▶ Teks Bacaan
<<<<

Kasus kematian ternak sapi akibat penyakit mulut dan kuku (PMK) di Boyolali bertambah dari sebelumnya 5 ekor menjadi 17 ekor. Jumlah sapi yang terjangkit PMK juga bertambah dan tersebar di 10 kecamatan.
"Saat ini di Boyolali dari yang disurveilans 200 ekor ini yang rentan, yang menunjukkan gejala (terjangkit PMK) 102 ekor. Kemudian yang laporan sudah mati 17 ekor. Ini yang masuk laporan ke kami, baik melalui hotline service maupun melalui teman-teman di Puskeswan," ungkap Kepala Dinas Peternakan dan Perikanan (Disnakan) Boyolali, Lusia Dyah Suciati, di kantornya, Jumat (3/1/2025).
Lusia mengatakan, pihaknya sudah melakukan surveilans sejak ada laporan munculnya PMK kembali di Boyolali. Dari pertengahan Desember 2024 hingga hari ini, surveilans dilakukan terhadap 200 ekor sapi.

>>>>

▶ Data Latihan

<<<<

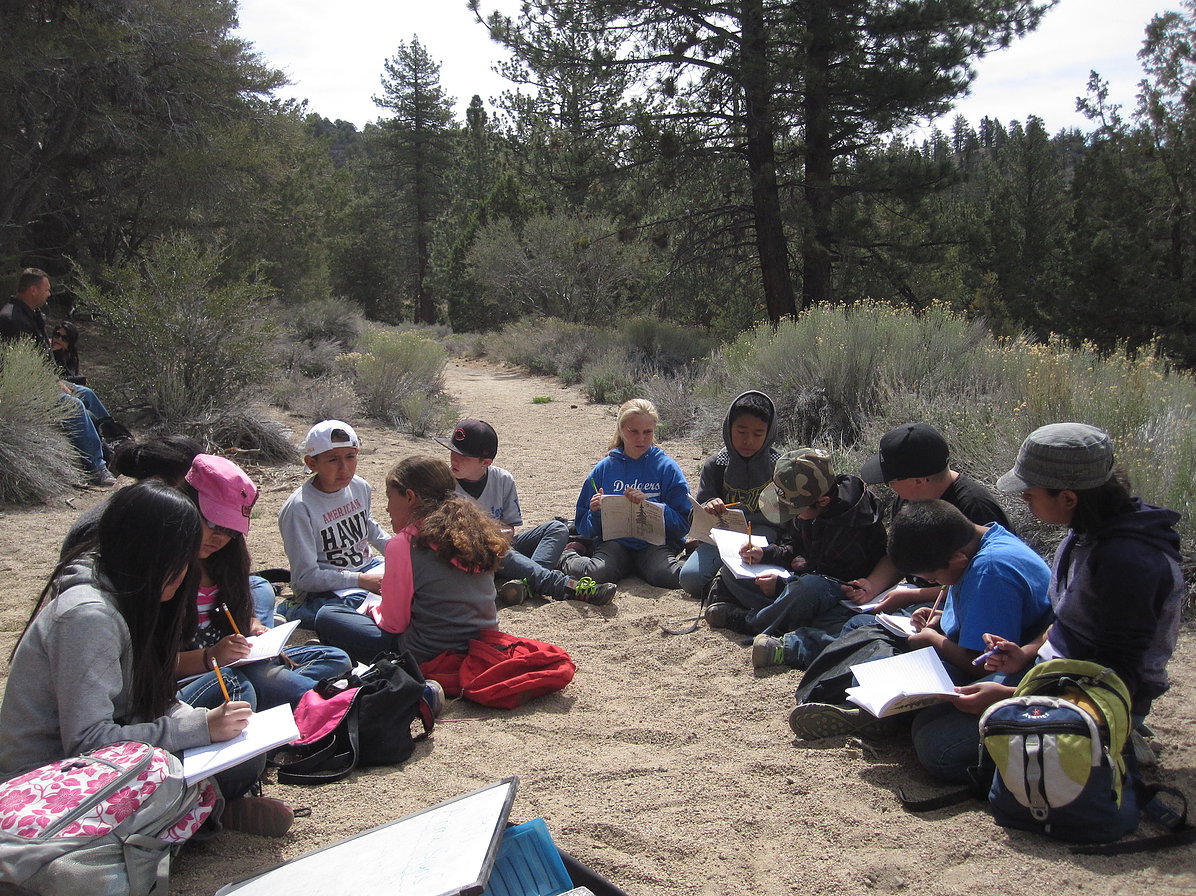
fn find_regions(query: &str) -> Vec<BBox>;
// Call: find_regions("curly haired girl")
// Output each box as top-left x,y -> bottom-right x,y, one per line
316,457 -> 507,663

>>>>
<<<<

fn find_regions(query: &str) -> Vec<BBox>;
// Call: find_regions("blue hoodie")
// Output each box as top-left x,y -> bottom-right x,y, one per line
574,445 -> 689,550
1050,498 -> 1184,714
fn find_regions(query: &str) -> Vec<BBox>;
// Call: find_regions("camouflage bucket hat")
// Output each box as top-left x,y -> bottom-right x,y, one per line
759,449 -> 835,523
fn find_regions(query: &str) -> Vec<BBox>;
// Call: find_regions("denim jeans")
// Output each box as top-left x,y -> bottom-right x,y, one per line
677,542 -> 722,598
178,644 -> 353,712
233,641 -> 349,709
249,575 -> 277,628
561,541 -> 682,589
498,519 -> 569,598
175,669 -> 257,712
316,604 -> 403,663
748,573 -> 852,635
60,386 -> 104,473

>>>>
<<<<

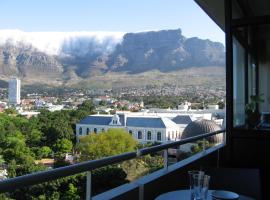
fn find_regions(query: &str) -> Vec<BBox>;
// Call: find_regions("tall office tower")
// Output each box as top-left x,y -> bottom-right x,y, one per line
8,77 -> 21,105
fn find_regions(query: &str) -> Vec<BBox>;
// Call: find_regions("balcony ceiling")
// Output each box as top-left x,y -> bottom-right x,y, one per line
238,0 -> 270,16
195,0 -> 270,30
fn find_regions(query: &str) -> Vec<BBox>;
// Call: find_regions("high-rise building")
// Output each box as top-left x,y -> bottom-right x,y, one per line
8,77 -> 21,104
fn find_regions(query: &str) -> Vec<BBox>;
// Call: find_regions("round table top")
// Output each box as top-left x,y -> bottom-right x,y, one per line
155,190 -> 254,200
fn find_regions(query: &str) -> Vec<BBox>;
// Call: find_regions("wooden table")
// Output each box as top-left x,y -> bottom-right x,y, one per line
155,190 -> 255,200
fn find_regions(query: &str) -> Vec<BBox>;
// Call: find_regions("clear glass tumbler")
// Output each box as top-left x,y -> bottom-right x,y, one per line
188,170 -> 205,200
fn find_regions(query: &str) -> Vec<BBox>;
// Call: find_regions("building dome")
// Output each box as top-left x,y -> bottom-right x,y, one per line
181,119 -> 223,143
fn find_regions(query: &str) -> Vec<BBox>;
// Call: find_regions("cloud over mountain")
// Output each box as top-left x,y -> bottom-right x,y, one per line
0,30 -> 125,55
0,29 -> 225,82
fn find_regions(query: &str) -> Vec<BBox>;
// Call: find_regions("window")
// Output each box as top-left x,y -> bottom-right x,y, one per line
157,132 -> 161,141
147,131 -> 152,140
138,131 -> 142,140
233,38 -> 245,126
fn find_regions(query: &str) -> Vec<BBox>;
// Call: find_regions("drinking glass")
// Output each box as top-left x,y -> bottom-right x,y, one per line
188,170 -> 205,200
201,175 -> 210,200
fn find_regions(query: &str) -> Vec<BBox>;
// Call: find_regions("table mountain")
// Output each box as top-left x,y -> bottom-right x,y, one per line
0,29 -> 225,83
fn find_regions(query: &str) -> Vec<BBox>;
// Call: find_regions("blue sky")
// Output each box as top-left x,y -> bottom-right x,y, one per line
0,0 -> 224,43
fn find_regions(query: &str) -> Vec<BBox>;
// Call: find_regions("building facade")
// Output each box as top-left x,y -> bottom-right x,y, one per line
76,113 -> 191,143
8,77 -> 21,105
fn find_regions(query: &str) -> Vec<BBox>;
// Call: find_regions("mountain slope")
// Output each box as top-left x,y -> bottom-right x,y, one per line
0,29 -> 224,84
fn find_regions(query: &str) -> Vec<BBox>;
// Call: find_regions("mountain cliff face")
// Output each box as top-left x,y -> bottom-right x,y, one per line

>>>>

▶ Tugas Latihan
**1)** Tentukan apakah setiap pernyataan berikut sesuai dengan bacaan tentang PMK di Boyolali, lalu jawab ya atau tidak disertai kutipan persis kata-kata bacaan yang menentukannya: (a) Kematian sapi akibat PMK di Boyolali bertambah menjadi 17 ekor. (b) Sapi yang terjangkit PMK tersebar di 12 kecamatan. (c) Surveilans dilakukan terhadap 500 ekor sapi.
**2)** Ringkaslah bacaan tentang PMK di Boyolali dalam dua kalimat.
**3)** Kutiplah bagian bacaan tentang PMK di Boyolali mulai dari "Kasus kematian ternak" sampai dengan "di 10 kecamatan.".
Baris-baris data di atas diambil dari sumber lain.

▶ Kunci Jawaban
**1)**
(a) Ya: "bertambah dari sebelumnya 5 ekor menjadi 17 ekor"
(b) Tidak: "tersebar di 10 kecamatan"
(c) Tidak: "surveilans dilakukan terhadap 200 ekor sapi"

**2)** Kematian sapi akibat PMK di Boyolali bertambah dari 5 menjadi 17 ekor, dan sapi yang terjangkit tersebar di 10 kecamatan. Menurut Kepala Disnakan Boyolali, Lusia Dyah Suciati, 102 ekor menunjukkan gejala PMK dari 200 ekor sapi yang disurveilans sejak pertengahan Desember 2024.

**3)**
Kasus kematian ternak sapi akibat penyakit mulut dan kuku (PMK) di Boyolali bertambah dari sebelumnya 5 ekor menjadi 17 ekor. Jumlah sapi yang terjangkit PMK juga bertambah dan tersebar di 10 kecamatan.